1859 painting by Asher Brown Durand

The Catskills by Asher Brown Durand, an American engraver, portraitist, and landscape artist, was commissioned by William Thompson Walters in 1858.

==History==
Asher Brown Durand, known for his skill as an engraver and portraitist, left this career path in 1837 to pursue landscape painting. He was persuaded by his friend and fellow artist, Thomas Cole, who lived in the Catskill region. Durand, who resided in New York, corresponded with Cole and wrote in one of his letters, "now, if there be a man on earth whose location I envy... it is Thomas Cole". During the summer months Durand would often go on expeditions in search of beauty and the Catskills were one of the areas he often explored.

The Catskills, completed in 1859, reflects the Transcendental philosophy of Ralph Waldo Emerson. This style was consistent with the Hudson River School, to which Durand was a founding member. It is also noted that after Durand's return from Europe in 1841, his landscapes reflect influence by the European painters Claude Lorrain and John Constable.

==Composition==
In the foreground two large trees are presented, one a black birch and the other a sycamore. A stream falls over a cliff and then winds through the valley toward the sunny area in the distance. A squirrel crouching on a rock is the only sign of animate life, representing the loneliness of the scene.
______________________________
(Task instructions):
• 1. In the article on The Catskills, in what year did Durand leave his career as an engraver and portraitist to pursue landscape painting?
• 2. Could you render this sentence from the article on The Catskills in Spanish: "A squirrel crouching on a rock is the only sign of animate life, representing the loneliness of the scene."
• 3. Write out the part of the article on The Catskills starting with "The Catskills, completed" and going on through "of the scene.", with no change to the wording.
The listing plays no part in this work.

Saved entries
______________________________
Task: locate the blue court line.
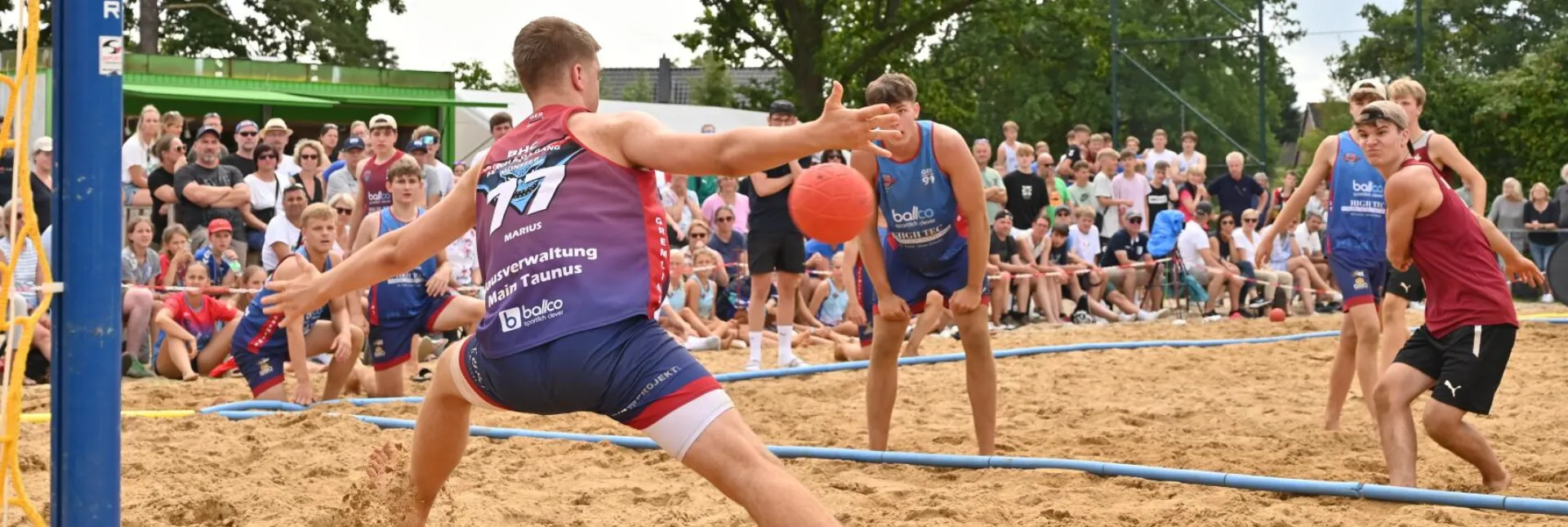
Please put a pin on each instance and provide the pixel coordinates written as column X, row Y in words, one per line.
column 902, row 361
column 1098, row 468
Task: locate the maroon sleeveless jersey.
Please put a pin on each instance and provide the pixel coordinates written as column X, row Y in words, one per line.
column 373, row 179
column 568, row 239
column 1465, row 288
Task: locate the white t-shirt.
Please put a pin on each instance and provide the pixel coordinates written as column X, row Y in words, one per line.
column 1189, row 242
column 1170, row 157
column 1102, row 189
column 1308, row 242
column 1084, row 243
column 1242, row 243
column 265, row 194
column 136, row 154
column 279, row 230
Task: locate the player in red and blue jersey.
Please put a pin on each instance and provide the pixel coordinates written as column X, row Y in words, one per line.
column 1355, row 247
column 1463, row 347
column 262, row 342
column 927, row 192
column 571, row 235
column 412, row 303
column 195, row 330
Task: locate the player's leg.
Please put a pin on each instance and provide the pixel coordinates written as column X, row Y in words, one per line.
column 1414, row 370
column 441, row 431
column 979, row 361
column 1474, row 361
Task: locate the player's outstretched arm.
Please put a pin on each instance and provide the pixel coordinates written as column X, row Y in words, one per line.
column 1448, row 154
column 647, row 143
column 1404, row 194
column 394, row 253
column 957, row 162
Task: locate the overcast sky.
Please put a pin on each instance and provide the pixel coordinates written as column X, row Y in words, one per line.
column 634, row 33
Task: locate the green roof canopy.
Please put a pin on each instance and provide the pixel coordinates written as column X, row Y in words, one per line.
column 218, row 95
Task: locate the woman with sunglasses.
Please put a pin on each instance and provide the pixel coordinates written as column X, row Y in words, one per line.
column 267, row 194
column 311, row 157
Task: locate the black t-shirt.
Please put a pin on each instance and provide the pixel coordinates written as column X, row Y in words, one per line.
column 770, row 214
column 1026, row 196
column 1123, row 242
column 1159, row 199
column 194, row 215
column 158, row 179
column 1549, row 215
column 1004, row 247
column 245, row 165
column 1235, row 194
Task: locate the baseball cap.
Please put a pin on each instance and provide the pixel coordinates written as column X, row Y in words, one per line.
column 383, row 121
column 1370, row 85
column 782, row 107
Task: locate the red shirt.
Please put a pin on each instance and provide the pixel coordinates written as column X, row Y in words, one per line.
column 1465, row 288
column 203, row 319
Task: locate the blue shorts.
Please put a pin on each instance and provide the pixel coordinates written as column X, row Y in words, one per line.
column 1360, row 283
column 629, row 370
column 391, row 341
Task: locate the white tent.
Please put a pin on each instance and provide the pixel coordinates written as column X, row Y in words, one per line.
column 472, row 134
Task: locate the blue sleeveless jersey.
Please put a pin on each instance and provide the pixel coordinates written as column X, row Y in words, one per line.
column 259, row 332
column 400, row 297
column 1356, row 228
column 922, row 215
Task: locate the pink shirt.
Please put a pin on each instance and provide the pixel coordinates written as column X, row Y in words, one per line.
column 742, row 209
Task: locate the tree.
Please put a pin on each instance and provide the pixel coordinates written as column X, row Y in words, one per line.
column 714, row 88
column 1007, row 60
column 1491, row 71
column 821, row 39
column 640, row 90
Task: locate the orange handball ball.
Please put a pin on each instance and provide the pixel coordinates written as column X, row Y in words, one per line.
column 831, row 203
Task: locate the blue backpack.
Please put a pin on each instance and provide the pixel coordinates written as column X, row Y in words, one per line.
column 1164, row 231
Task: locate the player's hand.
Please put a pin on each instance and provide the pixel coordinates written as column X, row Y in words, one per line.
column 855, row 314
column 292, row 298
column 303, row 392
column 436, row 284
column 342, row 347
column 964, row 301
column 1521, row 270
column 857, row 129
column 893, row 308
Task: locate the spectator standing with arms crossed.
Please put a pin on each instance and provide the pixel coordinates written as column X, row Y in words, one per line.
column 777, row 248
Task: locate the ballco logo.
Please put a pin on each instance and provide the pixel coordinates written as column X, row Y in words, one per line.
column 915, row 214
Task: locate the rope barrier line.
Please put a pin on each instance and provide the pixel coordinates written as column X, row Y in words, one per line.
column 20, row 115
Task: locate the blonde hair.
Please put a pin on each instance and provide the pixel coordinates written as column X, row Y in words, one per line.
column 1512, row 190
column 1407, row 87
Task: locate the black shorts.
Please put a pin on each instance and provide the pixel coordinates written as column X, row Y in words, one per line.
column 1465, row 364
column 783, row 253
column 1405, row 284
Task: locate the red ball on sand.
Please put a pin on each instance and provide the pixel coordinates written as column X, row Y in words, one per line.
column 831, row 203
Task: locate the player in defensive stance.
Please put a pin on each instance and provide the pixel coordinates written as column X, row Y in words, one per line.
column 572, row 239
column 930, row 194
column 412, row 303
column 1463, row 349
column 264, row 341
______________________________
(Expected responses):
• 1. 1837

• 2. Una ardilla agazapada sobre una roca es la única señal de vida animada, y representa la soledad de la escena.

• 3.
The Catskills, completed in 1859, reflects the Transcendental philosophy of Ralph Waldo Emerson. This style was consistent with the Hudson River School, to which Durand was a founding member. It is also noted that after Durand's return from Europe in 1841, his landscapes reflect influence by the European painters Claude Lorrain and John Constable.

==Composition==
In the foreground two large trees are presented, one a black birch and the other a sycamore. A stream falls over a cliff and then winds through the valley toward the sunny area in the distance. A squirrel crouching on a rock is the only sign of animate life, representing the loneliness of the scene.